ARAHAN TUGAS 1 →
Terjemahkan kalimat berikut dari kutipan tentang konservasi perairan Buru Selatan ke dalam bahasa Inggris: "Proses penetapan kawasan ini juga dilakukan secara partisipatif, melalui konsultasi publik sejak 2024 di tingkat desa hingga kabupaten."
ARAHAN TUGAS 2 →
Ubah bagian kutipan tentang konservasi perairan Buru Selatan antara "Bupati Buru Selatan La" dan "Selatan, Namrole (28/09/2025)", termasuk keduanya, dengan mengganti "Pertemuan" menjadi "Rapat".
ARAHAN TUGAS 3 →
Tolong teruskan kutipan tentang konservasi perairan Buru Selatan mulai dari bagian terakhirnya.

KUTIPAN PILIHAN →
━━━━━━━━━━━━━━━━
Bupati Buru Selatan La Hamidi menyampaikan sambutan sekaligus membuka secara langsung Pertemuan Manajemen efektivitas pengelolaan Kawasan Konservasi di Perairan Buru Selatan, Namrole (28/09/2025)
Bupati Buru Selatan, La Hamidi, dalam sambutannya menegaskan bahwa wilayahnya memiliki potensi kelautan dan perikanan yang luar biasa, khususnya di Kecamatan Kapala Madan. Potensi tersebut meliputi perikanan tangkap, ekowisata bahari, serta ekosistem penting seperti terumbu karang, padang lamun, dan hutan mangrove. “Lebih dari 20 ribu penduduk Kecamatan Kapala Madan menggantungkan hidupnya dari laut. Karena itu, manajemen efektivitas kawasan konservasi menjadi kebutuhan mendesak, bukan sekadar wacana,” ujarnya.
Meski demikian, Bupati mengakui masih terdapat tantangan besar dalam pengelolaan, antara lain praktik penangkapan ikan destructif di masa lalu, degradasi habitat, serta keterbatasan pemahaman masyarakat tentang konservasi. Namun, ia menegaskan upaya pengawasan dan edukasi yang dilakukan beberapa tahun terakhir telah menunjukkan hasil. “Sekitar sepuluh tahun lalu, masih ditemukan penggunaan alat tangkap terlarang. Berkat pos pengawasan dan pendampingan yang intensif, praktik itu berhasil dihentikan. Kini, ekosistem laut mulai pulih dan masyarakat bisa merasakan dampak positifnya,” jelas Bupati.
Dalam kerangka kebijakan daerah, Pemerintah Kabupaten Buru Selatan telah mengusulkan untuk dicadangkan 60.052,84 hektare perairan sebagai kawasan konservasi di Kapala Madan. Kawasan ini juga telah diakomodir dalam Rencana Zonasi Wilayah Pesisir dan Pulau-Pulau Kecil (RZWP3K) Provinsi Maluku. Proses penetapan kawasan ini juga dilakukan secara partisipatif, melalui konsultasi publik sejak 2024 di tingkat desa hingga kabupaten.
“Efektivitas pengelolaan tidak hanya diukur dari luas kawasan, tetapi dari bagaimana masyarakat lokal dilibatkan sejak awal dan menjadi bagian dari pengelolaannya. Mereka bukan hanya penerima manfaat, tetapi juga garda terdepan dalam menjaga laut,” tambah Bupati.
━━━━━━━━━━━━━━━━
DATA TERCATAT →
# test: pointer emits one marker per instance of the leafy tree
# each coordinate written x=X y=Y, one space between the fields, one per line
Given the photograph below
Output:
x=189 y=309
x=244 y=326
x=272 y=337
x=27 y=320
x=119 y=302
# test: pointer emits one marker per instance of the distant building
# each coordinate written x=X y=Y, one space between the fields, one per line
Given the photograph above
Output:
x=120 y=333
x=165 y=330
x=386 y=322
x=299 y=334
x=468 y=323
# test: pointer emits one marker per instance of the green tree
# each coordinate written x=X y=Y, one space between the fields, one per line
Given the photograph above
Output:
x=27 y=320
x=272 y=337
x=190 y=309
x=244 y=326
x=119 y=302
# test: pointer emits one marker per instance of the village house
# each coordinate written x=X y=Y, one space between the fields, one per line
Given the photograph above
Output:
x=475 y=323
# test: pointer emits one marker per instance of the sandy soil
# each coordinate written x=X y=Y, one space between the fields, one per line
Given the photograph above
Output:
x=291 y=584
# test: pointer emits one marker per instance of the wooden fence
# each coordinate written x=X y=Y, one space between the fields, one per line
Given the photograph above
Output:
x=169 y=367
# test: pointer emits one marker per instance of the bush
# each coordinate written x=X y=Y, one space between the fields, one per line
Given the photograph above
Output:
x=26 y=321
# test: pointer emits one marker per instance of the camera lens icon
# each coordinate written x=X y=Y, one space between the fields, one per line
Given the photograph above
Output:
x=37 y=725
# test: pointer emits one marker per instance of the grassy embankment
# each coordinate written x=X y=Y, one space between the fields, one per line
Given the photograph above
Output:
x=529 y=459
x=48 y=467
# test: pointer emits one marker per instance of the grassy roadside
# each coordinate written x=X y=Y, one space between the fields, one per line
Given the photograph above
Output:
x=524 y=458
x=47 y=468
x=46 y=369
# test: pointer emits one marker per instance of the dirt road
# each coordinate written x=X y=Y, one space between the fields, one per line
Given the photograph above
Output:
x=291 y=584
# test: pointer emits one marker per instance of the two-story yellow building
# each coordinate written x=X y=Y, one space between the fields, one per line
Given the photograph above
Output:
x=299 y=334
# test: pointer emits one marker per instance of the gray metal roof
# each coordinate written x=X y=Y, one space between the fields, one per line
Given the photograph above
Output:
━━━━━━━━━━━━━━━━
JAWABAN TUGAS 1 →
The process of designating this area was also carried out in a participatory manner, through public consultations since 2024 at levels ranging from the village to the regency.

JAWABAN TUGAS 2 →
Bupati Buru Selatan La Hamidi menyampaikan sambutan sekaligus membuka secara langsung Rapat Manajemen efektivitas pengelolaan Kawasan Konservasi di Perairan Buru Selatan, Namrole (28/09/2025)

JAWABAN TUGAS 3 →
Selain memperkuat konservasi, Pemkab Buru Selatan juga mendorong hilirisasi sektor perikanan agar hasil tangkapan bernilai tambah dapat diolah langsung di daerah. Upaya ini diyakini akan menciptakan lapangan kerja baru dan meningkatkan daya saing produk perikanan lokal.
Secara geografis, posisi Buru Selatan yang berada di jalur pelayaran internasional Alur Laut Kepulauan Indonesia (ALKI) III serta dilalui rute pelayaran Darwin–Maluku, semakin menegaskan nilai strategis kawasan ini. “Buru Selatan bukan hanya penting untuk Maluku, tetapi juga memiliki peran signifikan dalam konektivitas perdagangan global. Karena itu, manajemen konservasi harus terintegrasi dengan strategi ekonomi daerah,” jelas Bupati.
Bupati menegaskan bahwa konservasi bukanlah upaya membatasi masyarakat dalam memanfaatkan laut, melainkan jaminan bahwa sumber daya akan tetap tersedia untuk generasi mendatang. “Dengan dukungan pemerintah provinsi, peemrintah pusat, serta mitra seperti GEF-6 CFI Indonesia, kami optimis kawasan konservasi Buru Selatan akan menjadi model pengelolaan efektif yang memberi manfaat besar bagi masyarakat dan lingkungan,” ujarnya.
Kegiatan penguatan manajemen efektivitas pengelolaan kawasan konservasi ini dilaksanakan di Namrole pada 29 September 2025. Acara tersebut dihadiri Bupati Buru Selatan, Ketua DPRD, OPD terkait lingkup Pemerintah Kabupaten Buru Selatan, unsur TNI/Polri, perwakilan instansi pusat, serta lembaga terkait.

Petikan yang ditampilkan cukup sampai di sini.